> **Position annotation records**
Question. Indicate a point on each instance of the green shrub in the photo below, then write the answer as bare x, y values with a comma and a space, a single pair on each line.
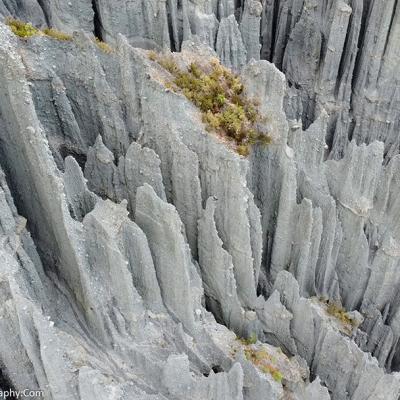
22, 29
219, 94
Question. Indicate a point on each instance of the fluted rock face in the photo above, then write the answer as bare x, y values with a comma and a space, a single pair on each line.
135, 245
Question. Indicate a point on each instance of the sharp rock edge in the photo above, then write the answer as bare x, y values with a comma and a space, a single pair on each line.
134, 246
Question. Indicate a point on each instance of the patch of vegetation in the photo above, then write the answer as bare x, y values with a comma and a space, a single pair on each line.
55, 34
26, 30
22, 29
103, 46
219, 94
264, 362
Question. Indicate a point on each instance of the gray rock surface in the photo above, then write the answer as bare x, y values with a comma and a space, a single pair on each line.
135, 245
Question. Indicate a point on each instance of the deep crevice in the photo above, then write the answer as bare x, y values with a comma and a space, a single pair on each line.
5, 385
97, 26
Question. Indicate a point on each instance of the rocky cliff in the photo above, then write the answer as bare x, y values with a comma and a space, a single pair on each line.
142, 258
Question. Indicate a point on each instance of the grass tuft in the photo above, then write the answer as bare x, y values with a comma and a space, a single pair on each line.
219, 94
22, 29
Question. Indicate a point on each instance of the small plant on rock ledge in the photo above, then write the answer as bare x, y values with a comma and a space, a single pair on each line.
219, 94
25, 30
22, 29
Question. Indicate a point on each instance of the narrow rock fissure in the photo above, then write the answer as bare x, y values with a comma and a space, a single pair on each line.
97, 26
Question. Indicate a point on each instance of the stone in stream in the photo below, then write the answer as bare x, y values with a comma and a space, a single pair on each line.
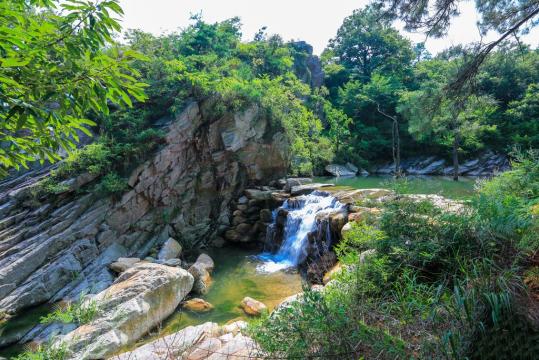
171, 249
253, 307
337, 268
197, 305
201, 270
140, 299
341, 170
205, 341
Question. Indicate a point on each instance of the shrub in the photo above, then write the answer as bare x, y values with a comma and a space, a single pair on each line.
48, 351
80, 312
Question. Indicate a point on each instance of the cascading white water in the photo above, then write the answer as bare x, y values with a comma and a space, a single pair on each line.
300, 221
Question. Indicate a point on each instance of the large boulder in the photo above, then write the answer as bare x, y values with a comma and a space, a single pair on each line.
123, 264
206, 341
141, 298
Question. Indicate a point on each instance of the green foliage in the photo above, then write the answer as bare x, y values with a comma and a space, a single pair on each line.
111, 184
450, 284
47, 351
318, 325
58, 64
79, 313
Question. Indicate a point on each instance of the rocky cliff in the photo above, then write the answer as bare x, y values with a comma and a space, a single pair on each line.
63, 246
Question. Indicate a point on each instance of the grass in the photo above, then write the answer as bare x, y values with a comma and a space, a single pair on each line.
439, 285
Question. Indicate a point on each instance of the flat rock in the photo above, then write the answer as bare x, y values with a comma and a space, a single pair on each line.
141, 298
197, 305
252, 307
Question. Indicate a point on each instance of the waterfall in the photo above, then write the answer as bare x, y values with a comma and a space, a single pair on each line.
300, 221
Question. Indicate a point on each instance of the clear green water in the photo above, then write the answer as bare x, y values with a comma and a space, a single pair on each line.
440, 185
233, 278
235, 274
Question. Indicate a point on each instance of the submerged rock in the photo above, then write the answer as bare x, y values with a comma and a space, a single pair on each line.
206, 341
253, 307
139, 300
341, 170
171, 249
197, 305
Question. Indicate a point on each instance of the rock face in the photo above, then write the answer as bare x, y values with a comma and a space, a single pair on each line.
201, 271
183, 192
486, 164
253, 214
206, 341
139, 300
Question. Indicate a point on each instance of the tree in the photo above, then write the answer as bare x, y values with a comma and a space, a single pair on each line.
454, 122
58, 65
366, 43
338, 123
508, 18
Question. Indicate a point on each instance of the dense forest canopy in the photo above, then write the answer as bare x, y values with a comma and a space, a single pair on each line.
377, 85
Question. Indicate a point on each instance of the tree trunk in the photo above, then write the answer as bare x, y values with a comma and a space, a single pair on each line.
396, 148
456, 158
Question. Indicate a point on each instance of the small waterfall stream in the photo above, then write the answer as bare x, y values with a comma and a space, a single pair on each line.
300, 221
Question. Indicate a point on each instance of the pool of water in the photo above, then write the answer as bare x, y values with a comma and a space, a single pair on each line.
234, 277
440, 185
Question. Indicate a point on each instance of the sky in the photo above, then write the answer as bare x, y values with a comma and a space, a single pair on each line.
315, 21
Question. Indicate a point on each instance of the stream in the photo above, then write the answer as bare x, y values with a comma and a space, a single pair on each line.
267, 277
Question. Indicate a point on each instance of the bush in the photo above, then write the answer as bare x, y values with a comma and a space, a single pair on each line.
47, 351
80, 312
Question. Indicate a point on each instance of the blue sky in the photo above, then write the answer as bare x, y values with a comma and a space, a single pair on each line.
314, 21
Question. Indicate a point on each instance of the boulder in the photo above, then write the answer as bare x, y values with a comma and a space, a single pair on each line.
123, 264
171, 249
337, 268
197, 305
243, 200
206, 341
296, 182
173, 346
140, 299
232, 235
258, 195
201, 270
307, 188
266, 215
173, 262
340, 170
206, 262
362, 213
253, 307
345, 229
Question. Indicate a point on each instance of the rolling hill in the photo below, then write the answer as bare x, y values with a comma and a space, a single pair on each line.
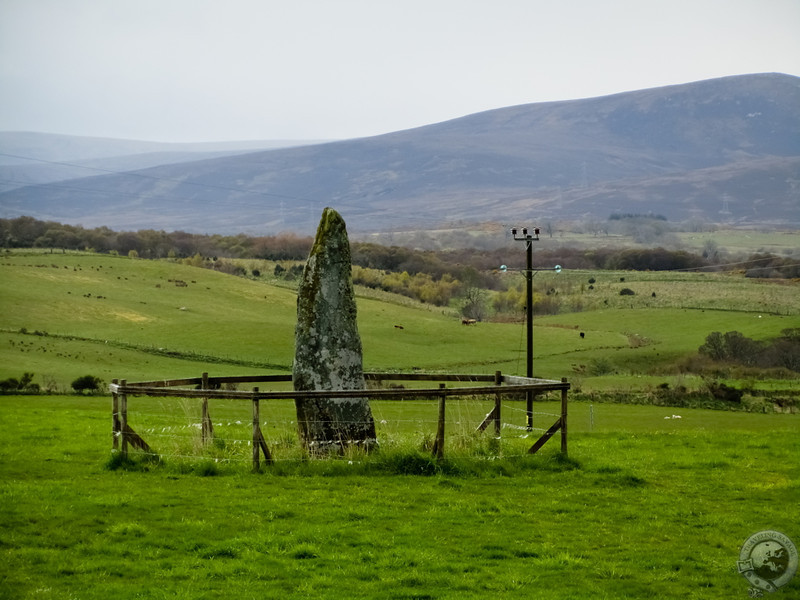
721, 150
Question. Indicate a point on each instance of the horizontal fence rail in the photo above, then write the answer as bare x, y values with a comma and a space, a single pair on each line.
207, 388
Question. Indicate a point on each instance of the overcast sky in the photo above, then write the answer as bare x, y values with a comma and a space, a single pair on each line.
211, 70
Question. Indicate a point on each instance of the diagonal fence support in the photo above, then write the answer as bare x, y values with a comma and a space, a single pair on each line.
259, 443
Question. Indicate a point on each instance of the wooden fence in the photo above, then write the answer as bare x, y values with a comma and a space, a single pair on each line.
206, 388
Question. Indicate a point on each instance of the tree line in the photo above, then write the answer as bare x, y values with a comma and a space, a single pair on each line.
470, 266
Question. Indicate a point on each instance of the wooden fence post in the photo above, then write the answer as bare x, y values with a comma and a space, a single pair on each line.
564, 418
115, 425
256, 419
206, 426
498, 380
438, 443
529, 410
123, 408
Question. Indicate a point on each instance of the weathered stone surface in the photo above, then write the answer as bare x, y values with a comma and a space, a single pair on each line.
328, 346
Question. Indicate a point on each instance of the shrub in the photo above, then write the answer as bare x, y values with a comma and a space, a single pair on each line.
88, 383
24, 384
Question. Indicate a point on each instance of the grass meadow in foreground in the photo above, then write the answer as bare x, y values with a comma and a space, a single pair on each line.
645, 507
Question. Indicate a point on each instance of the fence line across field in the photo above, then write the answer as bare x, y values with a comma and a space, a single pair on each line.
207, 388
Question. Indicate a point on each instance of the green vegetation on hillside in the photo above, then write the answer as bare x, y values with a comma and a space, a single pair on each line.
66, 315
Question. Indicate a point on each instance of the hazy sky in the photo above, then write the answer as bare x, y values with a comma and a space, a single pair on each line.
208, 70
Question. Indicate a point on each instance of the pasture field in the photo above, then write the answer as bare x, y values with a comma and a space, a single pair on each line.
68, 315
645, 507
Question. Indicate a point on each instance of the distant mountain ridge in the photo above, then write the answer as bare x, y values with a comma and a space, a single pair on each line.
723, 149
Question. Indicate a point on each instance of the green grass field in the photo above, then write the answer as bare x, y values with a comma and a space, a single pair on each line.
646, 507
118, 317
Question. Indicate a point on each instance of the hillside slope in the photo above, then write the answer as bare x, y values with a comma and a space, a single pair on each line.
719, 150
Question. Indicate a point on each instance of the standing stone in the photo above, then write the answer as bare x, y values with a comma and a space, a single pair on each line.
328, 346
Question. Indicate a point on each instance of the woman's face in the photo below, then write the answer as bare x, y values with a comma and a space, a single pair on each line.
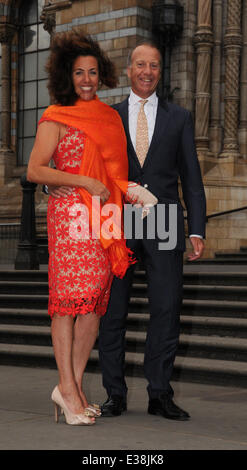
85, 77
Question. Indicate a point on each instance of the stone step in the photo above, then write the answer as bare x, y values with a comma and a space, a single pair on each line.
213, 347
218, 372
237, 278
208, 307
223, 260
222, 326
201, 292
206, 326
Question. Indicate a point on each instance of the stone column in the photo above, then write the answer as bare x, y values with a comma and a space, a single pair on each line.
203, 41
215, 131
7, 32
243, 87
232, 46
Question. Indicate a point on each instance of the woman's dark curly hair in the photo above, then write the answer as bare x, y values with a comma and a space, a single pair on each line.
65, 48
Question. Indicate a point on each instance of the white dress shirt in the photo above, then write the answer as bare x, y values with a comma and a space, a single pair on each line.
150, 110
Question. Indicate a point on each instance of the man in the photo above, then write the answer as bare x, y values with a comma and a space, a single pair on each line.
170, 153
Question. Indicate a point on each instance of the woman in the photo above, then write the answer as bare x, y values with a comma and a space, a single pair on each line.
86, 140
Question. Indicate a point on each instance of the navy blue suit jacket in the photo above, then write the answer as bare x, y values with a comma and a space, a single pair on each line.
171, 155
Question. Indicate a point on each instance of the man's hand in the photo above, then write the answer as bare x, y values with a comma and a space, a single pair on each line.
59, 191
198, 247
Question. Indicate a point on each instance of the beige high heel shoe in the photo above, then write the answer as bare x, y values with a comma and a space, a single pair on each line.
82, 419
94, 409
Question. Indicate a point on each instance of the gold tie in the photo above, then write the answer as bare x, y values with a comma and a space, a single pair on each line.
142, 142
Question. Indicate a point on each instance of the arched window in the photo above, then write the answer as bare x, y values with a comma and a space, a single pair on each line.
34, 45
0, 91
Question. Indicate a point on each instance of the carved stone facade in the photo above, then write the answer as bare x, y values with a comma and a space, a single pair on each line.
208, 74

> **SHORT TASK**
Reproduce the listing from the line containing "Question. Indicate a point on each instance of the gold" through the end of the listing, swapping "arched" for "pointed" and changing nothing else.

> **EXERCISE ANSWER**
Question. Indicate a point on each instance of the gold tie in the photo above, then write the answer as bare x, y values with a comma and a space, a single pair on each line.
142, 142
Question. Indicate a point on each instance of the pointed window in the photo above, then write the answer as bare x, y values with a comma and a space, a single pair on each line.
34, 45
0, 91
Question. Indicate a point on each instance of the carved stone facade in the photo above, then write the answer as bare x, y values with a comma and a space, a single pair on each line.
208, 74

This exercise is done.